A disseminação de mentiras, o amedrontamento e a agressão tampouco são ferramentas novas na política. A força de sua presença na esfera pública, entretanto, sempre foi inversamente proporcional à força da democracia vivenciada. Não raro foi prenúncio de tempos sombrios da prevalência do arbítrio e do totalitarismo. 

Enquanto agentes políticos, os “camisas negras” na Itália foram o aríete e a pavimentação do caminho de ascensão de Benito Mussolini na Itália dos anos 1920. Os “camisas pardas”, ou SA, cumpriram o mesmo papel, no mesmo período, para a ascensão de Hitler na Alemanha.

Estas milícias políticas eram formadas majoritariamente por jovens movidos pela descrença na política institucional, indignados com a falta de “ordem”, conservadores no plano da moral e dos costumes, patriotas exaltados e ávidos pelo resgate de um mítico orgulho nacional. Paranoicos, viam por todos os lados ameaças aos valores que julgavam serem caros a qualquer “cidadão de bem”, alarmados com o que consideravam ser o estado de degeneração em que se encontrava a sociedade, além de apontar inimigos “externos” que ameaçariam a unidade da nação: anarquistas, comunistas, judeus, ciganos, homossexuais etc. Tudo dentro de um contexto de acentuada crise econômica, que minava expectativas positivas sobre o futuro se nada fosse feito.

#### Linhas de dados
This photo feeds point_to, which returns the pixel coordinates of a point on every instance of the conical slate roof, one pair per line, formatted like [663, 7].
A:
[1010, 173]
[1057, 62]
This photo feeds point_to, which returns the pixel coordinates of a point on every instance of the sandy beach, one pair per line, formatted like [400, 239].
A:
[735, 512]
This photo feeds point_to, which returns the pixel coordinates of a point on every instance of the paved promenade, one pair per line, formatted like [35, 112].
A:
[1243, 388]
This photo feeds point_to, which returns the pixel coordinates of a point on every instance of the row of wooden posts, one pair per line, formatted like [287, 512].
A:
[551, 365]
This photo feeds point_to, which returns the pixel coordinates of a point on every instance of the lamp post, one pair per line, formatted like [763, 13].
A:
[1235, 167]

#### O que fazer
Transcreva do texto sobre as milícias políticas o trecho que começa em "A disseminação de" e segue até "e do totalitarismo.", inclusive. Os dados não têm nenhum papel nesta atividade.

#### Resposta escrita
A disseminação de mentiras, o amedrontamento e a agressão tampouco são ferramentas novas na política. A força de sua presença na esfera pública, entretanto, sempre foi inversamente proporcional à força da democracia vivenciada. Não raro foi prenúncio de tempos sombrios da prevalência do arbítrio e do totalitarismo.